▶ **Material for the task**:
== == ==
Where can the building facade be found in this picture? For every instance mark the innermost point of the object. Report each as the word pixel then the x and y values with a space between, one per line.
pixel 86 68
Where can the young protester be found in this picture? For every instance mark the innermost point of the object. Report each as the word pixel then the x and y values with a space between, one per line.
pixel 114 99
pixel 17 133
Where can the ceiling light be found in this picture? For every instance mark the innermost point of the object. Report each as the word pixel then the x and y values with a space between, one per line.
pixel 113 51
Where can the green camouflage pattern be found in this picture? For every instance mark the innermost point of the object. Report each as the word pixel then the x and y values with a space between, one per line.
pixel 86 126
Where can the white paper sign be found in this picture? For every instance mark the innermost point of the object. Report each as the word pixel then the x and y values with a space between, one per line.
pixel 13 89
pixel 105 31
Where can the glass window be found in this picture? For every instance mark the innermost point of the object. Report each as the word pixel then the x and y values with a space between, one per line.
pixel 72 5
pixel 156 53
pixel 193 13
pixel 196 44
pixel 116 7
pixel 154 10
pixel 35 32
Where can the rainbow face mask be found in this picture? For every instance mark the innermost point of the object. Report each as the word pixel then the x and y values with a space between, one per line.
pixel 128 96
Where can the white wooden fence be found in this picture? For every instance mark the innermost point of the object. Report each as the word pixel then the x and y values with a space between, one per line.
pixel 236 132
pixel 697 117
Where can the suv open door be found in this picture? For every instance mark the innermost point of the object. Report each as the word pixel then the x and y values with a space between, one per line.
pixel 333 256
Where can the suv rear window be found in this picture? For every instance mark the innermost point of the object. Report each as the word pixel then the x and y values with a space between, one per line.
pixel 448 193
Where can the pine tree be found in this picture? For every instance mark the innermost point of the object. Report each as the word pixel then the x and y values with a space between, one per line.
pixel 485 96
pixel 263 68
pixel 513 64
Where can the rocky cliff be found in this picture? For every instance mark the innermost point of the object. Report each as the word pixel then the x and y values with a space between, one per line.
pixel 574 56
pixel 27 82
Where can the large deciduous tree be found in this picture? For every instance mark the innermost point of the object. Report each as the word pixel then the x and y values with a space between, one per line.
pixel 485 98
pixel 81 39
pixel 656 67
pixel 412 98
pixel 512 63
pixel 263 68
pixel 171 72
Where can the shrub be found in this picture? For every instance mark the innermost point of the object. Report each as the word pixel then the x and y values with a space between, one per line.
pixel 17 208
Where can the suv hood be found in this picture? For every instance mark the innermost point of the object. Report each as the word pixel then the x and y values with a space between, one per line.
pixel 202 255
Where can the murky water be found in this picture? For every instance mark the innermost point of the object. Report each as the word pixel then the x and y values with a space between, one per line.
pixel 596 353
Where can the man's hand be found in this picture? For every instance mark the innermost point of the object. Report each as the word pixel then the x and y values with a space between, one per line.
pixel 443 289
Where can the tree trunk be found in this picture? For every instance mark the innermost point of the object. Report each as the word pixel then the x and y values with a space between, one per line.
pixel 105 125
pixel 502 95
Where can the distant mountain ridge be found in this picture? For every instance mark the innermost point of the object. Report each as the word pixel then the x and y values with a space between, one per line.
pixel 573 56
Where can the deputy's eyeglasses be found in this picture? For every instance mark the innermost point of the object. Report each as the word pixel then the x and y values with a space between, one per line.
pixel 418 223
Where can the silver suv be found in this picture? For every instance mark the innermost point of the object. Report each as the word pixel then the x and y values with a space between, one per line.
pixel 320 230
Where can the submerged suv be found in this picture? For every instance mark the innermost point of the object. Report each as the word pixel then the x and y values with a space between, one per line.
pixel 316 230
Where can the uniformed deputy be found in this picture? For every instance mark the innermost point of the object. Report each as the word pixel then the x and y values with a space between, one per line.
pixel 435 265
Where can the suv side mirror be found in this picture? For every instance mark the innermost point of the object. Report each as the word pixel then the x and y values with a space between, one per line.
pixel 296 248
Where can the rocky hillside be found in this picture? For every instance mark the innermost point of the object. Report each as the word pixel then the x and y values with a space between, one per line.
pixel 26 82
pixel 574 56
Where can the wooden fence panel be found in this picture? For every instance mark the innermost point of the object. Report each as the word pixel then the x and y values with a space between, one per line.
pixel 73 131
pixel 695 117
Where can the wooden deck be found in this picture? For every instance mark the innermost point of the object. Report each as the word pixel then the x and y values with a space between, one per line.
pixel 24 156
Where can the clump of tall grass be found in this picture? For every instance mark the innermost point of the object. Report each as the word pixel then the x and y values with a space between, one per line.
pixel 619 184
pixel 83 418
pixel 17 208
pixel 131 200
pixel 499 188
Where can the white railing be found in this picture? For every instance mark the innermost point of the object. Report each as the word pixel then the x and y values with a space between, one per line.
== == ==
▶ **Exercise objective**: The listing above should be printed again in full, unchanged.

▶ **Finished task**:
Where can the building facade be found in this picture? For every instance mark the innermost point of the object. Report each as the word pixel then the x and y values with a space between, one per line.
pixel 86 68
Where can the young protester be found in this picture? For every instance mark the innermost point of the object. Report each as the word pixel then the x and y values with a space between, one per line.
pixel 114 99
pixel 17 133
Where can the ceiling light be found in this picture? For every instance mark the innermost point of the object. Report each as the word pixel then the x and y values with a space between, one per line.
pixel 113 51
Where can the green camouflage pattern be found in this picture? For every instance mark the innermost point of the object. Report each as the word pixel then the x and y values with a space between, one per line.
pixel 86 126
Where can the white paper sign be found in this picture? For every instance mark the innermost point of the object. Report each as the word pixel then the x and y values with a space between, one per line.
pixel 13 89
pixel 105 31
Where can the glass window be found in this picture? For every instance mark the innermost point of the object. Report each as the word pixel then the x and y values with a space between, one per line.
pixel 72 5
pixel 156 53
pixel 193 13
pixel 196 44
pixel 116 7
pixel 154 10
pixel 35 32
Where can the rainbow face mask be found in this picture? For every instance mark the innermost point of the object. Report each as the word pixel then the x and y values with a space between, one per line.
pixel 128 96
Where can the white wooden fence be found in this picture? For every instance mark the innermost point of the object. Report each as the word pixel then the x and y values with a space between, one per line.
pixel 236 132
pixel 697 117
Where can the suv open door be found in this picture? For every instance mark the innermost point of the object. Report each as the word pixel then the x and y values with a space between, one per line.
pixel 333 256
Where can the suv rear window be found in this picture? For every instance mark the innermost point of the object. Report each as the word pixel then the x and y values with a space between, one per line.
pixel 448 193
Where can the pine tree be found in this picture? For every instance mark the innermost point of the object. Report each as the word pixel then the x and y values with a space between, one per line.
pixel 485 96
pixel 263 68
pixel 513 64
Where can the rocky cliff be found in this picture? For every instance mark the innermost point of the object. Report each as the word pixel then the x and y values with a space between, one per line.
pixel 574 56
pixel 27 82
Where can the large deciduous tree be found in this picture? For every instance mark the innermost point of the object. Report each as the word pixel then the x and y values with a space between, one per line.
pixel 485 98
pixel 81 39
pixel 656 67
pixel 412 98
pixel 512 63
pixel 263 68
pixel 171 72
Where can the shrub be found in this picture? For every instance mark the innermost point of the object. Report each as the word pixel then the x and y values with a space between, one per line.
pixel 17 208
Where can the suv hood be found in this picture? For every instance mark the innermost point of the object. Report each as the word pixel then the x and y values with a space between, one per line.
pixel 202 255
Where can the murky water be found in this picture? For every instance mark the innermost point of the object. Report each as the word pixel then the x and y values with a space between, one per line.
pixel 596 353
Where can the man's hand be found in this picture? For every instance mark the innermost point of the object. Report each as the word pixel then the x and y values with a space between, one per line.
pixel 443 289
Where can the tree trunk be found in this picture? For every instance mark the innermost point of the object. Report each as the word pixel then the x and y values with a space between, one per line.
pixel 105 125
pixel 502 95
Where can the distant mountain ridge be found in this picture? For every instance mark the innermost point of the object. Report each as the word pixel then the x and y values with a space between, one per line.
pixel 573 56
Where can the deputy's eyeglasses be found in this picture? For every instance mark the innermost point of the object. Report each as the word pixel then the x and y values with a space between, one per line.
pixel 418 223
Where can the silver suv be found in this picture? For every instance mark the innermost point of the object. Report each as the word pixel then the x and y values with a space between, one per line.
pixel 320 230
Where can the submerged suv be found in this picture? For every instance mark the innermost point of the object. Report each as the word pixel then the x and y values with a space between, one per line.
pixel 316 230
Where can the uniformed deputy be found in this picture? For every instance mark the innermost point of the object. Report each as the word pixel then the x and y values with a space between, one per line.
pixel 435 265
Where can the suv side mirror be found in this picture? For every instance mark the innermost point of the object. Report each as the word pixel then the x and y values with a space between, one per line.
pixel 296 248
Where can the rocky hillside be found in this picture? For every instance mark the innermost point of the object. Report each as the word pixel then the x and y values with a space between, one per line.
pixel 26 82
pixel 574 56
Where can the wooden fence panel be found in this picture? For every instance mark the innermost point of the object. Report each as the word pixel then the x and y values with a space between, one per line.
pixel 73 131
pixel 695 117
Where can the wooden deck be found in this picture? For every instance mark the innermost point of the object. Report each as the word pixel then the x and y values with a space between, one per line.
pixel 24 156
Where can the clump of tall grass be found in this picture? For every instance mark the innermost point of the object. Report each as the word pixel then the x and y values with a space between, one per line.
pixel 619 184
pixel 83 418
pixel 17 208
pixel 131 200
pixel 499 188
Where can the white railing be found in this picture? For every instance mark the innermost point of the object. Report each as the word pixel then the x and y values with a space between, one per line.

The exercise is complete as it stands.